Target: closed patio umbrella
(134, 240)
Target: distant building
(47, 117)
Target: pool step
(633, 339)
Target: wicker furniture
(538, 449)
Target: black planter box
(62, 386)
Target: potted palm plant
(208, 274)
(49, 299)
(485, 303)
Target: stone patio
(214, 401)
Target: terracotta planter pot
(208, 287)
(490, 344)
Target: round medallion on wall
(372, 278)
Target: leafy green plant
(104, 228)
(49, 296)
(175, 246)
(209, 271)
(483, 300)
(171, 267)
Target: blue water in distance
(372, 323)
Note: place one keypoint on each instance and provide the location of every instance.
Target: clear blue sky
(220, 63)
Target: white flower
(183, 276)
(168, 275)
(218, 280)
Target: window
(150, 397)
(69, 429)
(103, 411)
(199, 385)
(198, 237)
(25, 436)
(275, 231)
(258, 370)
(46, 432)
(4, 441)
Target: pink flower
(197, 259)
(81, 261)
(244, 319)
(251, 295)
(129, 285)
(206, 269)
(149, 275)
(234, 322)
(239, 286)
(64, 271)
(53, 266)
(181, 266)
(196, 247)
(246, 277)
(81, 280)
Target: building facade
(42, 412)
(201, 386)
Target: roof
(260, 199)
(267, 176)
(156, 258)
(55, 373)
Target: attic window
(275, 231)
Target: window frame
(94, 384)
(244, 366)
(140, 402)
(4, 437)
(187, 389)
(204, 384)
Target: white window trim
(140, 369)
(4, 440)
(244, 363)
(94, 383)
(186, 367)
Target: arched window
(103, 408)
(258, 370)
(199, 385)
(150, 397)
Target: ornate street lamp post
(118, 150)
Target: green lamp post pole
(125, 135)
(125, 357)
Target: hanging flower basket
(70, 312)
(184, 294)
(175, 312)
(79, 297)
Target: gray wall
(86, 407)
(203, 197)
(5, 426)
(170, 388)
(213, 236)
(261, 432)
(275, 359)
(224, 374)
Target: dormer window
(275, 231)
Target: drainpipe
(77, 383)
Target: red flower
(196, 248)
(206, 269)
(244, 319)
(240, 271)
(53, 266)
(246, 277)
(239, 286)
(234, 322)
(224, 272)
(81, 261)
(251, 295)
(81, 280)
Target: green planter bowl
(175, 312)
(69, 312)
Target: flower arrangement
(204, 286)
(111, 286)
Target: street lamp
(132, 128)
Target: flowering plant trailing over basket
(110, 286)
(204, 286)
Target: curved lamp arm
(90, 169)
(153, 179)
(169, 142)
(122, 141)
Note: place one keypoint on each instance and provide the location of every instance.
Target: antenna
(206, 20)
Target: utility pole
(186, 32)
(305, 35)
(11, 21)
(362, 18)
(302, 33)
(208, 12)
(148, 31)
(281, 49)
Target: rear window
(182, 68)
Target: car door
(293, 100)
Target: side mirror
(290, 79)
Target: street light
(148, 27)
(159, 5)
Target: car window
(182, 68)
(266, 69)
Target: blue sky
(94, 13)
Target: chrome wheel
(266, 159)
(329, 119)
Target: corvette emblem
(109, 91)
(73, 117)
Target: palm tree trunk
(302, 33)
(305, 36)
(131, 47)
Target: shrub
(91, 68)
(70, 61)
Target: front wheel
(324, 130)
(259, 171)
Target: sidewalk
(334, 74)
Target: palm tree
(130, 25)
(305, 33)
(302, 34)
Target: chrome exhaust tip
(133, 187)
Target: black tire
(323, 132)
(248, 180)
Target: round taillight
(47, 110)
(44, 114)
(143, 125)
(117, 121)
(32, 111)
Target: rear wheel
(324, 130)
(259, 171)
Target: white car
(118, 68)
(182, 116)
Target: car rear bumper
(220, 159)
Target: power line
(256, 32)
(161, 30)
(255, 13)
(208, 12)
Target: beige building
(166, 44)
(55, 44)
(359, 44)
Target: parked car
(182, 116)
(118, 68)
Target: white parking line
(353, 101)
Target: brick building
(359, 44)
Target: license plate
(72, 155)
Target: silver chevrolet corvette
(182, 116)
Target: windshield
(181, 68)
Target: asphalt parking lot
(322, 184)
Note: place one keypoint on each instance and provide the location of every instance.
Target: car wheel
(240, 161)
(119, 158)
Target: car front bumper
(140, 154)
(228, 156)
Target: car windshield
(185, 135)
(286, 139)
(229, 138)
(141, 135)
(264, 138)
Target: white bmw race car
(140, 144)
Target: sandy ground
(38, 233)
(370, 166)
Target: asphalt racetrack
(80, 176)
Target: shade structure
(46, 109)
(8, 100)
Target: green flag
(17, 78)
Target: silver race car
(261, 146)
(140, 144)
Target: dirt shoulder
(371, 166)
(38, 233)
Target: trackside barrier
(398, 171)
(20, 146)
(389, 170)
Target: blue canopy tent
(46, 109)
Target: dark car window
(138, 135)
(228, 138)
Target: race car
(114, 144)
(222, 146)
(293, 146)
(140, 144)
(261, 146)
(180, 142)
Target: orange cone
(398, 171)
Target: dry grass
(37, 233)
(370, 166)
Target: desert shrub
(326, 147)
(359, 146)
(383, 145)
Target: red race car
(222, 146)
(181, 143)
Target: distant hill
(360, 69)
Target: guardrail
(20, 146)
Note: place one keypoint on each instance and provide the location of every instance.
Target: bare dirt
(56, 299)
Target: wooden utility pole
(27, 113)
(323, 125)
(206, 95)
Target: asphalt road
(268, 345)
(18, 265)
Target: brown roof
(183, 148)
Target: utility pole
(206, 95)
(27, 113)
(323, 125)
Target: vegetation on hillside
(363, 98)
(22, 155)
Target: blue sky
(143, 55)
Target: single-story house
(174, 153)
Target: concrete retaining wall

EXERCISE INSTRUCTIONS
Put all the lines above into a Markdown table with the columns "Row" and "Text". Number each row and skip any blank lines.

OUTPUT FOR THIS EXERCISE
| Row | Text |
|---|---|
| 1 | Target: closed patio umbrella |
| 2 | (134, 240) |
| 3 | Target: distant building |
| 4 | (47, 117) |
| 5 | Target: pool step |
| 6 | (633, 339) |
| 7 | Target: wicker furniture |
| 8 | (538, 449) |
| 9 | Target: black planter box |
| 10 | (62, 386) |
| 11 | Target: potted palm plant |
| 12 | (208, 274) |
| 13 | (49, 299) |
| 14 | (485, 303) |
| 15 | Target: stone patio |
| 16 | (214, 401) |
| 17 | Target: terracotta planter pot |
| 18 | (208, 287) |
| 19 | (490, 344) |
| 20 | Target: round medallion on wall |
| 21 | (372, 278) |
| 22 | Target: leafy green plant |
| 23 | (104, 228) |
| 24 | (49, 296) |
| 25 | (175, 246) |
| 26 | (209, 271) |
| 27 | (483, 300) |
| 28 | (171, 267) |
| 29 | Target: blue water in distance |
| 30 | (372, 323) |
| 31 | Note: place one keypoint on each instance and provide the location of every instance. |
| 32 | Target: clear blue sky |
| 33 | (220, 63) |
| 34 | Target: white flower |
| 35 | (183, 276) |
| 36 | (168, 275) |
| 37 | (218, 280) |
| 38 | Target: window |
| 39 | (150, 397) |
| 40 | (69, 429) |
| 41 | (103, 411) |
| 42 | (199, 385) |
| 43 | (198, 237) |
| 44 | (25, 436) |
| 45 | (275, 231) |
| 46 | (258, 370) |
| 47 | (46, 432) |
| 48 | (4, 441) |
| 49 | Target: pink flower |
| 50 | (197, 259) |
| 51 | (81, 261) |
| 52 | (244, 319) |
| 53 | (251, 295) |
| 54 | (129, 285) |
| 55 | (206, 269) |
| 56 | (149, 275) |
| 57 | (234, 322) |
| 58 | (239, 286) |
| 59 | (64, 271) |
| 60 | (53, 266) |
| 61 | (181, 266) |
| 62 | (196, 247) |
| 63 | (246, 277) |
| 64 | (81, 280) |
| 65 | Target: building facade |
| 66 | (42, 412) |
| 67 | (201, 386) |
| 68 | Target: roof |
| 69 | (260, 199) |
| 70 | (267, 176) |
| 71 | (156, 258) |
| 72 | (55, 373) |
| 73 | Target: attic window |
| 74 | (275, 231) |
| 75 | Target: window frame |
| 76 | (94, 384) |
| 77 | (244, 366) |
| 78 | (140, 402) |
| 79 | (4, 437) |
| 80 | (187, 389) |
| 81 | (204, 384) |
| 82 | Target: white window trim |
| 83 | (140, 369) |
| 84 | (4, 440) |
| 85 | (244, 363) |
| 86 | (94, 383) |
| 87 | (186, 367) |
| 88 | Target: arched window |
| 89 | (103, 408) |
| 90 | (258, 370) |
| 91 | (199, 385) |
| 92 | (150, 397) |
| 93 | Target: ornate street lamp post |
| 94 | (118, 150) |
| 95 | Target: green lamp post pole |
| 96 | (125, 135) |
| 97 | (125, 357) |
| 98 | Target: hanging flower basket |
| 99 | (70, 312) |
| 100 | (184, 294) |
| 101 | (175, 312) |
| 102 | (79, 297) |
| 103 | Target: gray wall |
| 104 | (86, 407) |
| 105 | (203, 197) |
| 106 | (5, 426) |
| 107 | (170, 388) |
| 108 | (213, 236) |
| 109 | (261, 432) |
| 110 | (275, 359) |
| 111 | (224, 374) |
| 112 | Target: dormer window |
| 113 | (275, 231) |
| 114 | Target: drainpipe |
| 115 | (77, 383) |
| 116 | Target: red flower |
| 117 | (196, 248) |
| 118 | (206, 269) |
| 119 | (244, 319) |
| 120 | (240, 271) |
| 121 | (53, 266) |
| 122 | (246, 277) |
| 123 | (239, 286) |
| 124 | (234, 322) |
| 125 | (224, 272) |
| 126 | (81, 261) |
| 127 | (251, 295) |
| 128 | (81, 280) |
| 129 | Target: green planter bowl |
| 130 | (175, 312) |
| 131 | (69, 312) |
| 132 | Target: flower arrangement |
| 133 | (204, 286) |
| 134 | (111, 286) |
| 135 | Target: street lamp |
| 136 | (132, 128) |
| 137 | Target: flowering plant trailing over basket |
| 138 | (110, 286) |
| 139 | (204, 286) |
| 140 | Target: curved lamp arm |
| 141 | (90, 169) |
| 142 | (153, 179) |
| 143 | (169, 142) |
| 144 | (122, 141) |
| 145 | Note: place one keypoint on each instance and provide the location of every instance. |
| 146 | Target: antenna |
| 147 | (206, 20) |
| 148 | Target: utility pole |
| 149 | (186, 32) |
| 150 | (305, 35) |
| 151 | (11, 21) |
| 152 | (362, 18) |
| 153 | (302, 33) |
| 154 | (208, 12) |
| 155 | (148, 31) |
| 156 | (281, 49) |
| 157 | Target: rear window |
| 158 | (182, 68) |
| 159 | Target: car door |
| 160 | (293, 100) |
| 161 | Target: side mirror |
| 162 | (290, 79) |
| 163 | Target: street light |
| 164 | (148, 27) |
| 165 | (159, 5) |
| 166 | Target: car window |
| 167 | (182, 68) |
| 168 | (266, 69) |
| 169 | Target: blue sky |
| 170 | (94, 13) |
| 171 | Target: chrome wheel |
| 172 | (266, 159) |
| 173 | (329, 119) |
| 174 | Target: corvette emblem |
| 175 | (109, 91) |
| 176 | (73, 117) |
| 177 | Target: palm tree trunk |
| 178 | (302, 33) |
| 179 | (305, 36) |
| 180 | (131, 47) |
| 181 | Target: shrub |
| 182 | (91, 68) |
| 183 | (70, 61) |
| 184 | Target: front wheel |
| 185 | (324, 130) |
| 186 | (259, 171) |
| 187 | Target: sidewalk |
| 188 | (334, 74) |
| 189 | Target: palm tree |
| 190 | (130, 25) |
| 191 | (305, 33) |
| 192 | (302, 34) |
| 193 | Target: chrome exhaust tip |
| 194 | (133, 187) |
| 195 | Target: black tire |
| 196 | (323, 132) |
| 197 | (248, 180) |
| 198 | Target: round taillight |
| 199 | (47, 110) |
| 200 | (44, 114) |
| 201 | (143, 125) |
| 202 | (117, 121) |
| 203 | (32, 111) |
| 204 | Target: rear wheel |
| 205 | (324, 130) |
| 206 | (259, 171) |
| 207 | Target: white car |
| 208 | (118, 68) |
| 209 | (182, 116) |
| 210 | Target: car rear bumper |
| 211 | (220, 159) |
| 212 | Target: power line |
| 213 | (256, 32) |
| 214 | (161, 30) |
| 215 | (255, 13) |
| 216 | (208, 12) |
| 217 | Target: beige building |
| 218 | (166, 44) |
| 219 | (55, 44) |
| 220 | (359, 44) |
| 221 | Target: parked car |
| 222 | (182, 116) |
| 223 | (118, 68) |
| 224 | Target: white parking line |
| 225 | (353, 101) |
| 226 | Target: brick building |
| 227 | (359, 44) |
| 228 | Target: license plate |
| 229 | (72, 155) |
| 230 | Target: silver chevrolet corvette |
| 231 | (182, 116) |
| 232 | Target: windshield |
| 233 | (181, 68) |
| 234 | Target: asphalt parking lot |
| 235 | (322, 184) |
| 236 | Note: place one keypoint on each instance and provide the location of every instance. |
| 237 | Target: car wheel |
| 238 | (240, 161) |
| 239 | (119, 158) |
| 240 | Target: car front bumper |
| 241 | (140, 154) |
| 242 | (228, 156) |
| 243 | Target: car windshield |
| 244 | (185, 135) |
| 245 | (286, 139) |
| 246 | (229, 138) |
| 247 | (141, 135) |
| 248 | (264, 138) |
| 249 | Target: white bmw race car |
| 250 | (140, 144) |
| 251 | Target: sandy ground |
| 252 | (38, 233) |
| 253 | (370, 166) |
| 254 | Target: asphalt racetrack |
| 255 | (80, 176) |
| 256 | Target: shade structure |
| 257 | (46, 109) |
| 258 | (8, 100) |
| 259 | Target: green flag |
| 260 | (17, 78) |
| 261 | Target: silver race car |
| 262 | (261, 146) |
| 263 | (140, 144) |
| 264 | Target: dirt shoulder |
| 265 | (371, 166) |
| 266 | (38, 233) |
| 267 | Target: trackside barrier |
| 268 | (398, 171) |
| 269 | (20, 146) |
| 270 | (389, 170) |
| 271 | Target: blue canopy tent |
| 272 | (46, 109) |
| 273 | Target: dark car window |
| 274 | (138, 135) |
| 275 | (228, 138) |
| 276 | Target: race car |
| 277 | (114, 144) |
| 278 | (222, 146) |
| 279 | (293, 146) |
| 280 | (140, 144) |
| 281 | (261, 146) |
| 282 | (180, 142) |
| 283 | Target: orange cone |
| 284 | (398, 171) |
| 285 | Target: dry grass |
| 286 | (37, 233) |
| 287 | (370, 166) |
| 288 | Target: desert shrub |
| 289 | (326, 147) |
| 290 | (359, 146) |
| 291 | (383, 145) |
| 292 | Target: red race car |
| 293 | (222, 146) |
| 294 | (181, 143) |
| 295 | Target: distant hill |
| 296 | (360, 69) |
| 297 | Target: guardrail |
| 298 | (20, 146) |
| 299 | Note: place one keypoint on each instance and provide the location of every instance. |
| 300 | Target: bare dirt |
| 301 | (56, 299) |
| 302 | Target: wooden utility pole |
| 303 | (27, 113) |
| 304 | (323, 125) |
| 305 | (206, 95) |
| 306 | Target: asphalt road |
| 307 | (268, 345) |
| 308 | (18, 265) |
| 309 | Target: brown roof |
| 310 | (183, 148) |
| 311 | Target: utility pole |
| 312 | (206, 95) |
| 313 | (27, 113) |
| 314 | (323, 125) |
| 315 | Target: vegetation on hillside |
| 316 | (363, 98) |
| 317 | (22, 155) |
| 318 | Target: blue sky |
| 319 | (143, 55) |
| 320 | Target: single-story house |
| 321 | (174, 153) |
| 322 | Target: concrete retaining wall |